Ambiguitas Istilah Membunuh, Pembunuhan, dan Pelaku Pembunuh

ARTIKEL HUKUM
Membunuh, dalam terminologi hukum dimaknai sebagai merampas atau menghilangkan nyawa milik orang lain secara melawan hukum. Seorang algojo yang melakukan eksekusi hukuman mati terhadap seorang terpidana mati, tidaklah dapat dipidana, karena eksekusi yang dilakukannya tidak tergolong melawan hukum, namun sekadar menjalankan perintah berdasarkan putusan peradilan, sebagai suatu “alasan pembenar” bagi sang algojo untuk mengeksekusi.
Namun, diluar konteks seorang algojo yang sedang menjalankan perintah vonis peradilan, menjadi cukup dilemetik dan proses dialektiknya masih jauh dari kata selesai ataupun memiliki kesimpulan final. Sebagai contoh, seorang kepala keluarga yang tidak memberi nafkah bagi anggota keluarganya, dapat saja dikategorikan sebagai perbuatan Kekerasan dalam (lingkup) Rumah Tangga (KDRT) yang dapat diancam oleh hukuman pidana penjara—dan memang pernah terjadi atau preseden vonis pidana bagi seorang kepala keluarga akibat menelantarkan istri dan anak-anaknya, memang pernah terjadi, bukan sekadar wacana.

> [INFORMASI YANG DITAMPILKAN]:
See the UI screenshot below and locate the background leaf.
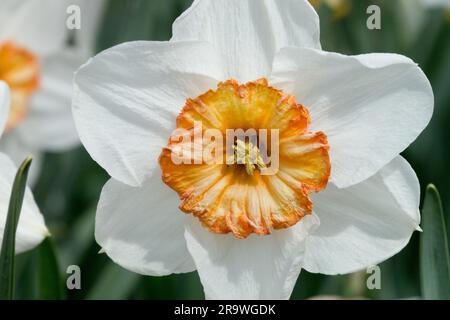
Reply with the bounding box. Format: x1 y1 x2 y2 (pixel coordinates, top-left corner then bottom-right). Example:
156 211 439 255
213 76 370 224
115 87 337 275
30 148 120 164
0 158 32 299
37 238 65 300
420 185 450 299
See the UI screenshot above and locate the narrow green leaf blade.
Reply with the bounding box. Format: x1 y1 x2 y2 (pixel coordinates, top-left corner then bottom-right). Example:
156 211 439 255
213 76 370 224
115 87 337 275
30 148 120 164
420 185 450 299
37 237 65 300
0 157 32 300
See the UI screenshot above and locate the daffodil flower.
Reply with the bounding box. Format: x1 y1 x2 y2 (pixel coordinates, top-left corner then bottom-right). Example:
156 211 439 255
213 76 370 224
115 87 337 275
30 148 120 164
73 0 433 299
0 0 86 180
0 81 49 253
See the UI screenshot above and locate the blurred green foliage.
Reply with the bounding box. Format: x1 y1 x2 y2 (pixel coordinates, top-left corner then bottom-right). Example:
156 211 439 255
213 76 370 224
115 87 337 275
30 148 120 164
9 0 450 299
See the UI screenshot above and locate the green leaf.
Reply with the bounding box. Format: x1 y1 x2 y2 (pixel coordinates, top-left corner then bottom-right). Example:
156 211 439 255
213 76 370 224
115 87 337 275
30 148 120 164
37 238 65 300
0 157 32 300
420 185 450 299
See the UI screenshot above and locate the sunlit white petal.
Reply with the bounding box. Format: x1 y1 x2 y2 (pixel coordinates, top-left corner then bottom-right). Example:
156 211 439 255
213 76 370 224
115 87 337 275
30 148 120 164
73 41 222 185
273 48 433 187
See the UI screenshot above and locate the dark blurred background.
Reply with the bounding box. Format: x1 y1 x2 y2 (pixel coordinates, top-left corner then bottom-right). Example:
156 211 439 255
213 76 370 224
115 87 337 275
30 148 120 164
16 0 450 299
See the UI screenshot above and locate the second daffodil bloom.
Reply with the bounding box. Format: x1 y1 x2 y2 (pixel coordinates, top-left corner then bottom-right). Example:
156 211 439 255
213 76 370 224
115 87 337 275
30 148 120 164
73 0 433 299
0 0 82 180
0 81 49 253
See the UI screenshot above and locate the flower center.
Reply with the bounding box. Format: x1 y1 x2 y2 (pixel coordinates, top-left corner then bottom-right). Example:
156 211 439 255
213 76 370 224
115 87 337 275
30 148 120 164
0 42 39 132
159 79 331 239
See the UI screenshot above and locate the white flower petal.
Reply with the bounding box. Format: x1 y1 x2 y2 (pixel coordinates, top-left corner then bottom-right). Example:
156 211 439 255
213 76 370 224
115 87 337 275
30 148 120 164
0 81 10 138
172 0 320 82
15 51 83 151
95 174 195 276
0 0 70 56
0 153 48 253
185 212 318 300
422 0 450 9
303 156 420 274
73 41 222 186
272 48 434 187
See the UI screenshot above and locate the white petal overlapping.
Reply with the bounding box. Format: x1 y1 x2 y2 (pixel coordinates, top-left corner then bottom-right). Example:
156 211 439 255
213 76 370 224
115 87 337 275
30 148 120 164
73 41 222 186
172 0 320 83
95 171 195 276
73 0 433 299
13 50 84 152
272 48 434 187
0 81 11 138
304 156 420 274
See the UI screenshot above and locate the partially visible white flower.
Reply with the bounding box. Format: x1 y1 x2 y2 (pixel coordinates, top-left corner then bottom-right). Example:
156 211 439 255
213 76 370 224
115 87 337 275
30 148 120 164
422 0 450 9
0 0 102 181
0 81 49 253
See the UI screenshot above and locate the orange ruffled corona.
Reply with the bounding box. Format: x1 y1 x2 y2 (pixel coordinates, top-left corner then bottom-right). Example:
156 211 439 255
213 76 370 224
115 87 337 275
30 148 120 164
0 42 39 132
159 79 331 238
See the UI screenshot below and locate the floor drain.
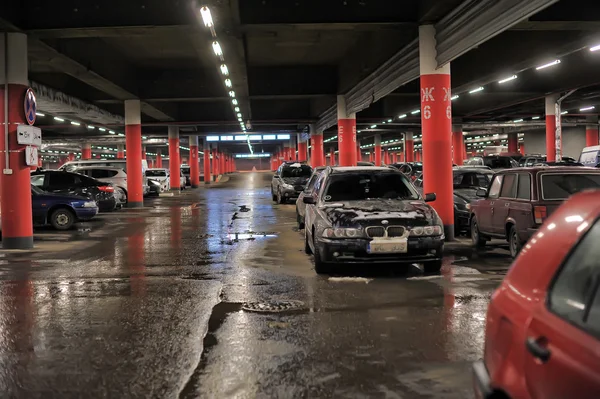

> [YANG HARUS DIKERJAKAN]:
Tuliskan kembali seluruh artikel tentang istilah membunuh dan pembunuhan di atas tanpa mengubah satu kata atau tanda baca pun.

> [HASIL JAWABAN]:
Ambiguitas Istilah Membunuh, Pembunuhan, dan Pelaku Pembunuh

ARTIKEL HUKUM
Membunuh, dalam terminologi hukum dimaknai sebagai merampas atau menghilangkan nyawa milik orang lain secara melawan hukum. Seorang algojo yang melakukan eksekusi hukuman mati terhadap seorang terpidana mati, tidaklah dapat dipidana, karena eksekusi yang dilakukannya tidak tergolong melawan hukum, namun sekadar menjalankan perintah berdasarkan putusan peradilan, sebagai suatu “alasan pembenar” bagi sang algojo untuk mengeksekusi.
Namun, diluar konteks seorang algojo yang sedang menjalankan perintah vonis peradilan, menjadi cukup dilemetik dan proses dialektiknya masih jauh dari kata selesai ataupun memiliki kesimpulan final. Sebagai contoh, seorang kepala keluarga yang tidak memberi nafkah bagi anggota keluarganya, dapat saja dikategorikan sebagai perbuatan Kekerasan dalam (lingkup) Rumah Tangga (KDRT) yang dapat diancam oleh hukuman pidana penjara—dan memang pernah terjadi atau preseden vonis pidana bagi seorang kepala keluarga akibat menelantarkan istri dan anak-anaknya, memang pernah terjadi, bukan sekadar wacana.